= TASK =
Reproduce the rows below, requests included, from the line containing "Ground leaf litter pile in the image above." through the end of the rows, scaling every bounding box coordinate in the answers by 0.7 and rounding to whole numbers with halves rounded up. Omit the pictures from your answer.

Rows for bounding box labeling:
● ● ●
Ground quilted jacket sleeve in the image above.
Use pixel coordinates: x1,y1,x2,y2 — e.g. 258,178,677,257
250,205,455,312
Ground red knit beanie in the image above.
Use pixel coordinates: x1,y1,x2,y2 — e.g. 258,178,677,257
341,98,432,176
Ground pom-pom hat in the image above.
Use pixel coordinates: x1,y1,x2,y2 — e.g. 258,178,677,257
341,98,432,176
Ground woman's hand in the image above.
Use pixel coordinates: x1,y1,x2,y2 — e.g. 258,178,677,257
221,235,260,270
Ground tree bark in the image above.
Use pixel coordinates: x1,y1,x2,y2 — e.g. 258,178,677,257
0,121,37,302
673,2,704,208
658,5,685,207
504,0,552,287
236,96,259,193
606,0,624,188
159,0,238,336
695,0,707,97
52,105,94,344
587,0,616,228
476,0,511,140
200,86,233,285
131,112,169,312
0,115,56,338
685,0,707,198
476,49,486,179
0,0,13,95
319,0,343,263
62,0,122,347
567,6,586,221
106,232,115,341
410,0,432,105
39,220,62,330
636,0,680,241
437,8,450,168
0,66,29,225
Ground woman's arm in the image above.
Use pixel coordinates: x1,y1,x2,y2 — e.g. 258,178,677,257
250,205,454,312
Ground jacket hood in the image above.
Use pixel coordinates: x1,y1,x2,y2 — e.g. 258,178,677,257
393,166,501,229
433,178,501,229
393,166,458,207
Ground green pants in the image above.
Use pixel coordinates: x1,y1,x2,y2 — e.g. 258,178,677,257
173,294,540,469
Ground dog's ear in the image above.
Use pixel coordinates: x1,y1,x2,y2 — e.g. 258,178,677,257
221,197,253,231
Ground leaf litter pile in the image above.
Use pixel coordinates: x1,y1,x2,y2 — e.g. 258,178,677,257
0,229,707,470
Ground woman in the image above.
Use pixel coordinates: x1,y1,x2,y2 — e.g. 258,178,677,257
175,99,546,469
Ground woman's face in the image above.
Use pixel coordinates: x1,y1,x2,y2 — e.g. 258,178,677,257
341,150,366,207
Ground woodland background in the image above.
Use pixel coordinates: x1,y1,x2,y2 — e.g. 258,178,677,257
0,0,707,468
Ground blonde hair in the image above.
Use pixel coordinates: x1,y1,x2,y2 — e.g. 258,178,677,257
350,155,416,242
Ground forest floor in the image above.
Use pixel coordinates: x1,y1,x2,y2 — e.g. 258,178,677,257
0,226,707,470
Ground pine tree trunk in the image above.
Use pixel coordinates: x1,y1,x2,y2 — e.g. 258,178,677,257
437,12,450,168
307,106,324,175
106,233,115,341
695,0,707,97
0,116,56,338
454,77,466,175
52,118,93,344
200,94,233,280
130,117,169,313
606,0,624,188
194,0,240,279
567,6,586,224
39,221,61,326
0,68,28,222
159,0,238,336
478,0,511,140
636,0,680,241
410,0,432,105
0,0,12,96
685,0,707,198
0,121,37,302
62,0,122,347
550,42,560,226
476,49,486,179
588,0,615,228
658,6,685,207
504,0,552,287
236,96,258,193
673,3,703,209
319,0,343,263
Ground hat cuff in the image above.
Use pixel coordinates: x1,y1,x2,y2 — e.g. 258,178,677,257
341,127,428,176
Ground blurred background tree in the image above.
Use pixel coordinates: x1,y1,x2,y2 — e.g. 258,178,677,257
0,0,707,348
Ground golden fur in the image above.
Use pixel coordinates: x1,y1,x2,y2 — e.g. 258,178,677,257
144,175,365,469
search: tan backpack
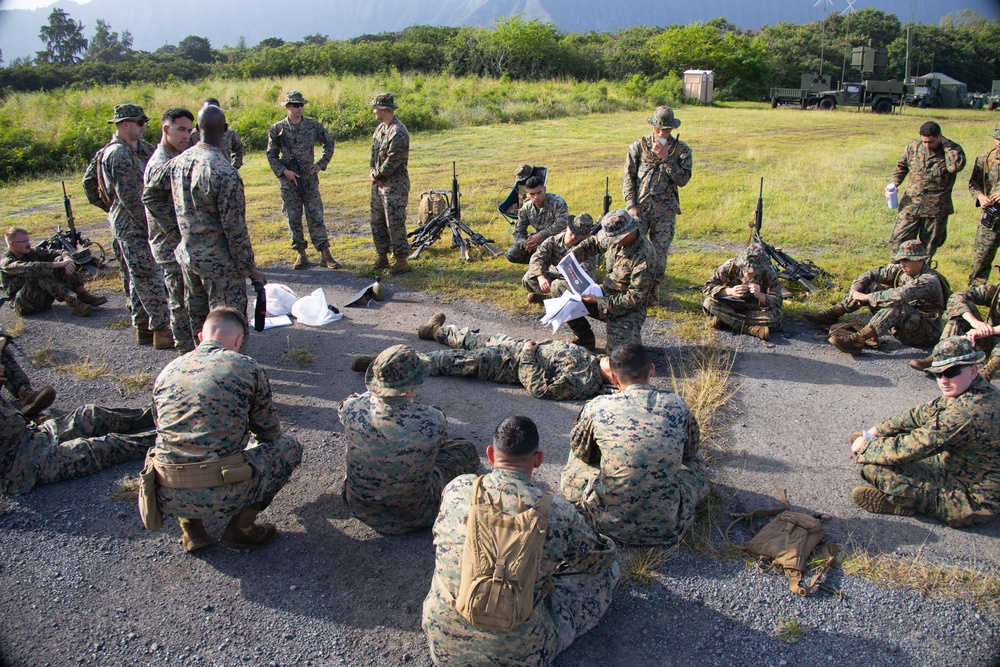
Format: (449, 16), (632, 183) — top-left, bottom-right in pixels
(455, 476), (552, 632)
● ● ●
= RESPONSE =
Ground leaf litter pile in the image above.
Use pixel coordinates: x1,y1,x2,y2 — e.g. 258,178,677,257
0,160,495,329
Ground woman in the image above.
Use pixel coordinates: x1,y1,x2,y2 — e.g. 258,178,677,257
123,69,382,328
Ground woman's face in the image above.
Use pixel coordinates: x1,y1,x2,y2 — e.g. 258,178,677,257
239,105,256,145
Ground woodland background in the image above.
Use pixel coordinates: x1,y1,x2,y2 — e.g. 258,178,677,257
0,0,495,328
Ground blonde hair in the image above.
Use pixel coordinates: x1,y1,x2,y2 — e.g. 258,178,677,257
245,109,291,169
Ground forest floor in the image above.
Use pixel coordinates: x1,y1,x2,y2 — e.g. 258,178,677,257
0,158,495,329
Ground pine tree trunk in the image above.
Use pixel coordinates: x1,y1,x2,y2 — e.g. 258,178,677,257
306,8,315,118
215,74,227,123
74,163,81,239
487,0,495,68
0,81,39,237
318,54,326,123
36,83,65,241
140,66,163,196
91,82,118,219
424,0,437,132
136,0,168,195
397,4,410,157
27,155,43,228
0,48,20,155
111,0,167,235
335,0,358,98
445,0,476,169
287,0,302,74
0,0,8,67
480,0,495,139
0,85,26,211
43,0,85,243
385,29,392,158
333,34,340,125
412,0,431,160
461,4,480,145
353,0,386,201
165,67,181,135
471,2,492,146
223,0,240,184
Ground hat cuff in the image above.
Use pixel coordinates: x1,y1,x2,y2 — e.g. 258,178,677,257
239,89,300,123
Ground blurred background tree in the image above.
Use pixel coordinates: x1,y1,x2,y2 — e.g. 258,178,677,257
0,0,495,244
Ground golden fur in the image above.
Use pixel coordinates: x1,y1,x2,y2 — e.g. 258,178,677,257
101,123,256,328
search: tan backpack
Format: (449, 16), (632, 183) — top-left, bottom-right in pixels
(319, 333), (386, 442)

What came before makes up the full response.